SHORT PROBLEM |
Repeat the lines between the one holding "Spot any hand mixer in the frame." and the one holding "[186,0,351,147]", inclusive, with nothing else.
-------- DATA FOR THIS EXERCISE --------
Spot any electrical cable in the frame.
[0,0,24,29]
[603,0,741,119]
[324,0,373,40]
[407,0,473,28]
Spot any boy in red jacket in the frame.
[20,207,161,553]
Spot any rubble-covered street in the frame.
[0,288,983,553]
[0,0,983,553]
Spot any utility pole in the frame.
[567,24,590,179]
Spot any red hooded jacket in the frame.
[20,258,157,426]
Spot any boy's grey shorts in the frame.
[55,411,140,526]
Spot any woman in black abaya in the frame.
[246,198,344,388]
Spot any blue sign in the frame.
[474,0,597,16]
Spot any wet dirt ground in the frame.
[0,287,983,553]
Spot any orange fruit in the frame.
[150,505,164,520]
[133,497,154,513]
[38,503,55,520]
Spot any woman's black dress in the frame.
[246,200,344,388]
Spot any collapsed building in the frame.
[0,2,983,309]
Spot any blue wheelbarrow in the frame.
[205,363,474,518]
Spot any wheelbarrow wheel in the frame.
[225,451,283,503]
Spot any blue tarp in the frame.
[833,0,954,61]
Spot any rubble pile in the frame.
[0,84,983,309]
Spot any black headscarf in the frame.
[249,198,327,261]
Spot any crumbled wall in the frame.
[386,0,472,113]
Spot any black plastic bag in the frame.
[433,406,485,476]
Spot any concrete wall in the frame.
--------
-------- DATA FOR THIS EXERCISE --------
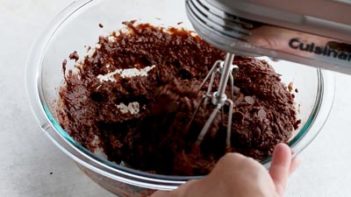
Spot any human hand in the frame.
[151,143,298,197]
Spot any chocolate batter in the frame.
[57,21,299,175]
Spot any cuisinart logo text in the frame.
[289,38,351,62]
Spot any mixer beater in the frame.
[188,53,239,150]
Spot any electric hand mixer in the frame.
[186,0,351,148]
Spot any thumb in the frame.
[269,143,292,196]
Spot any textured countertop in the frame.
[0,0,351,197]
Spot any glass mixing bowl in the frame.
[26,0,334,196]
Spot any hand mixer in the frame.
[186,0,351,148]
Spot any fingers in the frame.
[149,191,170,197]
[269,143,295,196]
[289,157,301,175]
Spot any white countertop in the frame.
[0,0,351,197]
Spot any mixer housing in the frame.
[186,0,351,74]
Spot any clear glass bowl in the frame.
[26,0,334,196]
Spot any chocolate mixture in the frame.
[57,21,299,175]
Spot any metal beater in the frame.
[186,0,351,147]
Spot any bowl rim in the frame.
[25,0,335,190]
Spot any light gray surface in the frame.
--------
THE ANSWER |
Spot any hand mixer in the frame.
[186,0,351,148]
Spot any fingers in the frame.
[149,191,170,197]
[269,143,295,196]
[289,157,301,175]
Spot any white countertop in the frame.
[0,0,351,197]
Spot any mixer housing in the frame.
[186,0,351,74]
Spot any clear glass bowl in the frame.
[26,0,334,196]
Spot any chocolate mixture in the frame.
[57,21,299,175]
Spot any metal beater in the frame.
[186,0,351,147]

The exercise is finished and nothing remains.